§ The problem: Render all the entries below as a Markdown table with the columns Row and Line, one numbered row per line, and leave out blank lines.

- - -

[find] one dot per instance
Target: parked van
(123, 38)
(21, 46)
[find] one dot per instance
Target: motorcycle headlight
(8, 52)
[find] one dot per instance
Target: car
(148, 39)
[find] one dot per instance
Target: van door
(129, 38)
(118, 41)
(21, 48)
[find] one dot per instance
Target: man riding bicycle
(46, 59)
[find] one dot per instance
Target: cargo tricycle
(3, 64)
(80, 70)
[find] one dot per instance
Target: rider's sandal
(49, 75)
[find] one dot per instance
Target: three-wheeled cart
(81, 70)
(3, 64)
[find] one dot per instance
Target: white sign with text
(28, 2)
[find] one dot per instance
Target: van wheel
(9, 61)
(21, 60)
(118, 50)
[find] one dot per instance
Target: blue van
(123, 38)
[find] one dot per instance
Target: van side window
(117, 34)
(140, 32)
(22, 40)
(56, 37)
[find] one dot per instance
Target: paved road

- - -

§ Response below:
| Row | Line |
|---|---|
| 1 | [find] one dot per instance |
| 2 | Target: parked van |
| 3 | (123, 38) |
| 4 | (21, 46) |
| 5 | [find] one dot per instance |
| 6 | Target: motorcycle headlight |
| 7 | (8, 52) |
| 8 | [find] one dot per instance |
| 9 | Target: car |
| 10 | (148, 39) |
| 11 | [find] one dot per instance |
| 12 | Target: van door |
| 13 | (129, 38) |
| 14 | (118, 41) |
| 15 | (21, 48) |
| 16 | [find] one dot per instance |
| 17 | Target: man riding bicycle |
| 18 | (46, 59) |
| 19 | [find] one dot per instance |
| 20 | Target: cargo tricycle |
| 21 | (3, 64) |
| 22 | (80, 70) |
| 23 | [find] one dot per instance |
| 24 | Target: rider's sandal |
| 25 | (49, 75) |
| 26 | [find] one dot per instance |
| 27 | Target: three-wheeled cart |
| 28 | (81, 70) |
| 29 | (3, 64) |
| 30 | [find] one dot per instance |
| 31 | Target: white sign with text |
| 32 | (28, 2) |
| 33 | [find] one dot per instance |
| 34 | Target: van wheel |
| 35 | (9, 61) |
| 36 | (21, 60) |
| 37 | (118, 50) |
| 38 | [find] one dot per instance |
| 39 | Target: blue van |
| 40 | (123, 38) |
| 41 | [find] one dot per instance |
| 42 | Target: van side window |
| 43 | (117, 34) |
| 44 | (140, 32) |
| 45 | (22, 40) |
| 46 | (56, 37) |
| 47 | [find] one dot per instance |
| 48 | Target: paved road |